Text segment:
Start of Block

His paternal intuition ought to have told him long before that his oldest son was ill. Niks had grown frightfully thin. Ordinary tasks were painful to him. Once, during a foxhunt at Peterhof, he grimaced in pain after leaping into the saddle. When Alexander asked him what was wrong, Niks was too proud to reply. He put spurs to his horse and rode on. Later, when Alexander saw the emaciated youth dragging himself about the palace, he chided him for walking like an old man. A future Tsar must carry himself like a soldier.
Alexander’s conscience must now have smote him. The behavior he had attributed to his son’s effeminacy was in reality the result of illness, possibly tuberculosis of the spine. Caused by the same bacterium that causes pulmonary tuberculosis, Pott’s disease attacks the vertebrae and slowly destroys them.

End of Block

Prompt:
Repeat the passage about the ailing son word for word, from "His paternal intuition" to "like a soldier.". The entries that follow have no connection to the passage above.

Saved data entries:
Start of Block

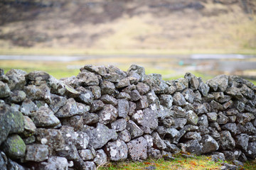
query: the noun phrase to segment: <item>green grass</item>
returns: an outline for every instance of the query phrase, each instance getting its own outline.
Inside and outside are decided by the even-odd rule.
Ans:
[[[176,159],[171,161],[159,159],[146,159],[143,162],[112,162],[105,165],[98,167],[100,170],[117,170],[117,169],[144,169],[146,167],[152,166],[156,169],[219,169],[223,163],[229,163],[226,161],[212,162],[211,157],[206,155],[194,156],[191,158],[183,157],[181,154],[174,155]],[[255,165],[252,164],[254,162],[249,162],[245,164],[245,169],[255,169]]]

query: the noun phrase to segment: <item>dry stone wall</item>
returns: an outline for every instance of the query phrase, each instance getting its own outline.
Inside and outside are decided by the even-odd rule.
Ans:
[[[77,76],[0,69],[1,169],[95,169],[173,154],[256,157],[256,87],[235,76],[164,81],[132,65]]]

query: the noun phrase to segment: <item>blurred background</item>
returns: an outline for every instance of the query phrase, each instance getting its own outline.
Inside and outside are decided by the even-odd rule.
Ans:
[[[0,0],[0,67],[77,75],[132,64],[256,79],[255,0]]]

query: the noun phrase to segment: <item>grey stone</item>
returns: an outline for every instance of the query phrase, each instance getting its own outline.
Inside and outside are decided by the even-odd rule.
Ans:
[[[220,147],[223,149],[232,149],[235,147],[235,142],[232,137],[229,131],[222,131],[220,132]]]
[[[139,77],[135,76],[137,78],[139,81],[143,81],[145,77],[145,69],[144,67],[141,66],[138,66],[136,64],[132,64],[127,70],[128,76],[134,76],[134,73],[136,73],[139,75]]]
[[[90,90],[87,90],[83,87],[78,87],[75,89],[80,93],[77,100],[85,104],[90,105],[93,101],[93,94]]]
[[[38,110],[36,105],[30,99],[26,99],[21,106],[21,112],[25,115],[31,115],[32,113]]]
[[[188,140],[186,142],[186,151],[189,153],[200,155],[202,154],[202,148],[196,140]]]
[[[121,92],[117,95],[117,99],[125,99],[127,101],[129,101],[131,99],[131,96],[127,93]]]
[[[131,135],[129,134],[129,131],[125,129],[118,134],[117,139],[121,140],[124,142],[128,142],[131,140]]]
[[[81,81],[82,86],[98,86],[99,79],[97,76],[90,72],[81,72],[77,76],[77,78]]]
[[[117,89],[121,89],[121,88],[124,88],[126,86],[129,86],[130,84],[130,81],[129,78],[124,78],[121,79],[117,84],[116,84],[116,87]]]
[[[0,98],[6,98],[10,95],[11,90],[8,84],[0,81]]]
[[[60,123],[53,112],[45,106],[41,107],[33,113],[32,120],[36,127],[54,127]]]
[[[105,105],[99,112],[99,122],[106,125],[114,122],[117,118],[117,110],[112,105]]]
[[[73,98],[68,98],[66,103],[55,113],[57,118],[69,118],[76,115],[81,114],[78,113],[77,103]]]
[[[213,121],[216,121],[217,120],[217,118],[218,118],[218,114],[215,112],[211,112],[211,113],[206,113],[208,120],[210,122],[213,122]]]
[[[193,104],[193,107],[194,108],[194,111],[196,113],[196,114],[200,115],[203,113],[208,113],[207,108],[204,104],[201,104],[199,103],[194,103]]]
[[[129,113],[129,102],[125,99],[117,100],[118,116],[125,118]]]
[[[219,125],[225,125],[228,122],[228,118],[225,116],[222,112],[218,113],[217,123]]]
[[[36,135],[37,141],[48,146],[49,154],[52,150],[58,151],[65,147],[65,140],[60,130],[37,128]]]
[[[198,87],[198,90],[203,96],[206,97],[208,96],[208,93],[209,92],[210,87],[204,82],[201,82]]]
[[[236,122],[243,125],[255,118],[254,115],[250,113],[239,113],[236,116]]]
[[[50,100],[51,102],[49,106],[53,113],[58,112],[67,102],[66,98],[55,94],[50,94]]]
[[[206,127],[208,126],[208,120],[206,115],[202,115],[198,118],[198,125]]]
[[[48,159],[48,146],[41,144],[26,145],[26,161],[43,162]]]
[[[164,143],[166,144],[166,151],[171,152],[174,154],[178,154],[181,152],[181,149],[174,144],[171,144],[168,140],[164,140]]]
[[[246,151],[248,147],[249,135],[240,134],[235,137],[235,147]]]
[[[200,141],[200,144],[203,147],[203,154],[210,153],[219,149],[218,142],[208,135],[202,137],[202,140]]]
[[[89,72],[96,73],[101,76],[107,74],[106,68],[105,67],[105,66],[93,66],[91,64],[86,64],[84,66],[83,69]]]
[[[252,159],[256,158],[256,142],[249,142],[245,154]]]
[[[4,142],[2,148],[8,157],[16,159],[25,156],[26,147],[21,137],[15,134],[8,137]]]
[[[186,100],[184,96],[180,92],[176,92],[174,95],[174,104],[178,106],[184,106]]]
[[[160,96],[160,104],[170,108],[172,106],[173,98],[171,95],[169,94],[161,94]]]
[[[0,81],[0,90],[1,90],[1,81]],[[1,93],[5,93],[4,90],[2,89]],[[1,93],[1,92],[0,92]],[[14,90],[10,94],[10,96],[6,100],[10,103],[18,103],[23,101],[26,99],[26,95],[24,91],[19,90]],[[0,94],[1,98],[1,94]]]
[[[90,137],[89,144],[94,149],[101,148],[110,140],[117,138],[117,134],[114,130],[109,129],[101,123],[97,123],[97,128],[87,130],[85,132]]]
[[[174,110],[174,117],[176,118],[185,118],[186,110],[180,106],[173,106],[172,110]]]
[[[90,140],[88,135],[82,131],[75,132],[75,135],[76,136],[75,142],[76,148],[78,149],[85,149],[87,148]]]
[[[26,84],[26,72],[20,69],[11,69],[6,72],[6,76],[9,79],[8,86],[11,91],[22,90]]]
[[[136,106],[137,110],[147,108],[149,106],[149,103],[147,102],[146,96],[142,96],[141,99],[136,102]]]
[[[127,120],[125,119],[118,119],[111,123],[111,128],[116,132],[124,130],[127,127]]]
[[[173,126],[174,128],[180,130],[184,128],[184,125],[187,123],[187,119],[186,118],[176,118],[174,119],[174,125]]]
[[[112,106],[117,105],[117,100],[108,94],[103,95],[100,98],[100,100],[105,104],[112,104]]]
[[[150,90],[150,88],[147,84],[142,83],[142,82],[139,82],[136,85],[136,88],[137,88],[137,91],[139,92],[139,94],[142,96],[147,94]]]
[[[210,101],[209,104],[210,106],[211,112],[222,111],[223,110],[223,106],[215,101]]]
[[[88,87],[88,89],[92,93],[94,100],[99,99],[101,97],[101,89],[100,86],[91,86]]]
[[[96,112],[102,110],[104,107],[104,103],[102,101],[100,100],[95,100],[92,101],[90,110],[91,112]]]
[[[96,156],[93,162],[97,166],[103,165],[107,163],[107,154],[102,149],[96,151]]]
[[[146,159],[147,158],[146,141],[143,137],[133,140],[127,143],[128,155],[134,161]]]
[[[217,76],[212,79],[208,80],[206,84],[215,91],[218,89],[220,91],[225,91],[228,85],[228,76],[226,75]]]
[[[95,113],[87,113],[82,115],[83,123],[85,125],[91,125],[96,124],[99,120],[99,115]]]
[[[78,135],[75,133],[73,128],[68,126],[62,126],[60,132],[64,138],[65,144],[64,148],[60,149],[57,152],[57,155],[62,157],[65,157],[68,160],[78,160],[80,159],[78,149],[75,144],[78,143],[75,142]],[[78,140],[78,142],[80,141]],[[80,145],[82,145],[82,143]]]
[[[133,115],[132,119],[138,125],[149,127],[154,130],[158,126],[156,113],[150,108],[145,108],[143,110],[137,110]]]
[[[137,101],[142,98],[142,96],[137,90],[133,90],[129,94],[131,96],[131,101]]]
[[[69,166],[67,159],[60,157],[50,157],[47,162],[43,162],[39,164],[38,169],[40,170],[65,170]]]
[[[100,88],[102,89],[102,94],[108,94],[110,96],[115,96],[117,91],[114,84],[108,81],[103,81],[100,83]]]
[[[121,161],[127,158],[128,147],[122,140],[108,142],[105,150],[111,161]]]
[[[198,121],[198,117],[193,110],[188,110],[186,113],[186,119],[188,124],[196,125]]]
[[[29,137],[36,133],[36,127],[32,120],[28,116],[24,116],[24,131],[23,134],[26,137]]]
[[[186,140],[197,140],[198,142],[202,139],[201,135],[196,132],[188,132],[183,137]]]
[[[132,139],[134,139],[143,135],[143,130],[132,120],[129,120],[127,122],[127,129],[131,135]]]
[[[152,147],[148,149],[147,154],[149,157],[151,159],[160,159],[162,157],[161,151]]]
[[[170,117],[170,118],[166,118],[159,123],[160,124],[162,124],[164,128],[171,128],[171,125],[174,125],[175,120],[172,117]]]
[[[166,148],[166,144],[161,139],[159,135],[157,132],[153,132],[151,136],[153,138],[154,146],[161,150],[164,150],[164,149]]]
[[[238,131],[236,124],[234,123],[229,123],[223,125],[221,128],[230,131],[232,135],[235,135]]]
[[[83,161],[92,160],[94,157],[90,149],[78,150],[79,156]]]

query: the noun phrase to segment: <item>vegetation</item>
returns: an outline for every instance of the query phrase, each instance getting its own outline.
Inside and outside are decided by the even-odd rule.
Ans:
[[[143,162],[132,162],[132,161],[126,161],[126,162],[109,162],[100,167],[98,167],[98,169],[146,169],[145,168],[149,166],[153,166],[156,169],[220,169],[220,166],[224,163],[232,164],[230,162],[221,161],[218,162],[212,162],[210,156],[192,156],[189,157],[184,154],[178,154],[174,155],[175,159],[174,160],[164,160],[164,159],[147,159]],[[251,161],[245,162],[244,164],[245,169],[255,169],[256,164],[255,161]],[[241,169],[242,167],[241,167]]]

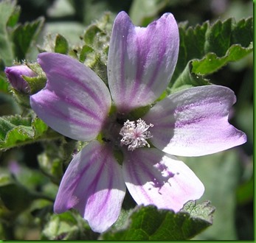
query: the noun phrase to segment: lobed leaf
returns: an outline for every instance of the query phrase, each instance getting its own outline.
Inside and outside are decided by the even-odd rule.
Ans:
[[[217,21],[212,24],[206,21],[195,27],[181,23],[179,55],[173,80],[179,78],[190,61],[192,73],[207,75],[251,53],[252,24],[252,18],[237,23],[233,18]]]
[[[12,27],[16,24],[19,11],[15,1],[0,1],[0,60],[7,66],[10,66],[14,60],[7,26]]]
[[[39,18],[35,21],[24,25],[18,25],[13,33],[15,56],[18,60],[26,58],[31,44],[41,30],[44,18]]]
[[[212,213],[212,207],[205,203],[203,205],[190,204],[177,214],[169,210],[158,210],[153,205],[138,206],[130,216],[128,225],[122,230],[111,230],[103,233],[100,239],[189,239],[211,225]]]
[[[35,141],[48,127],[38,118],[21,116],[0,117],[0,150]]]

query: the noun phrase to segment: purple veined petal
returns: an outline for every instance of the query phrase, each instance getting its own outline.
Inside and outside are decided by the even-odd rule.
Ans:
[[[122,171],[126,186],[139,205],[177,212],[204,191],[202,183],[185,163],[155,148],[125,153]]]
[[[179,35],[171,13],[146,28],[135,27],[121,12],[115,19],[110,41],[108,77],[119,110],[128,111],[155,101],[173,75]]]
[[[108,149],[94,141],[75,155],[54,205],[57,214],[77,209],[99,233],[117,219],[126,190],[121,167]]]
[[[174,155],[205,155],[246,141],[246,135],[228,122],[235,101],[226,87],[195,87],[158,102],[143,119],[154,124],[151,141],[158,149]]]
[[[31,96],[32,108],[58,133],[76,140],[94,139],[111,103],[104,82],[90,68],[64,54],[42,53],[38,63],[47,83]]]

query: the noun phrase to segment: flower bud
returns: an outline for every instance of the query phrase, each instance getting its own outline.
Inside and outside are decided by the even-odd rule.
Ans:
[[[26,65],[15,66],[5,68],[5,74],[13,88],[16,91],[30,94],[30,88],[23,76],[35,77],[37,74]]]

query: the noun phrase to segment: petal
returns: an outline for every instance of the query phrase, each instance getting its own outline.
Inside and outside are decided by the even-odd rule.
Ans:
[[[94,138],[111,102],[103,82],[90,68],[64,54],[42,53],[38,63],[48,80],[42,91],[31,96],[32,108],[66,136],[80,141]]]
[[[117,219],[125,190],[121,167],[111,150],[92,141],[66,171],[54,211],[60,214],[75,208],[94,231],[101,233]]]
[[[165,90],[178,58],[179,36],[171,13],[147,28],[135,27],[125,13],[115,19],[111,38],[108,84],[121,111],[147,105]]]
[[[152,144],[165,152],[201,156],[246,141],[246,135],[228,122],[234,92],[207,85],[171,94],[153,107],[143,119],[151,122]]]
[[[139,204],[179,211],[201,197],[204,187],[193,172],[174,156],[157,149],[125,154],[123,173],[131,195]]]

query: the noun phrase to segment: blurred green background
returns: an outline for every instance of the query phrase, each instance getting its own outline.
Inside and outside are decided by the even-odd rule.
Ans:
[[[42,44],[48,34],[60,33],[75,46],[86,26],[100,18],[105,11],[117,13],[125,10],[134,24],[146,26],[163,13],[171,12],[178,22],[188,21],[189,26],[210,20],[234,18],[239,21],[253,15],[253,3],[249,0],[20,0],[20,22],[31,21],[40,16],[45,25],[30,58],[35,60],[36,44]],[[197,236],[204,240],[252,240],[253,225],[253,60],[252,54],[239,62],[229,63],[208,76],[210,82],[229,87],[238,98],[230,122],[244,131],[246,144],[238,148],[201,158],[182,158],[205,185],[201,201],[209,200],[216,208],[213,225]],[[0,115],[21,110],[13,105],[11,96],[0,94]],[[43,151],[35,144],[0,152],[0,173],[11,171],[22,185],[40,193],[47,191],[55,197],[58,187],[39,169],[38,155]],[[12,189],[7,189],[7,190]],[[19,195],[18,210],[27,204],[26,195]],[[24,199],[22,199],[24,197]],[[21,202],[22,203],[21,203]],[[49,205],[48,200],[30,202],[22,214],[1,213],[1,236],[10,239],[40,239],[40,224],[36,210]],[[17,202],[18,203],[18,202]],[[16,205],[14,205],[14,207]],[[1,207],[4,207],[0,203]],[[31,214],[32,212],[32,214]],[[18,215],[18,216],[17,216]],[[35,217],[35,216],[37,217]],[[42,222],[41,222],[42,223]]]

End of Block

Solution to the problem:
His paternal intuition ought to have told him long before that his oldest son was ill. Niks had grown frightfully thin. Ordinary tasks were painful to him. Once, during a foxhunt at Peterhof, he grimaced in pain after leaping into the saddle. When Alexander asked him what was wrong, Niks was too proud to reply. He put spurs to his horse and rode on. Later, when Alexander saw the emaciated youth dragging himself about the palace, he chided him for walking like an old man. A future Tsar must carry himself like a soldier.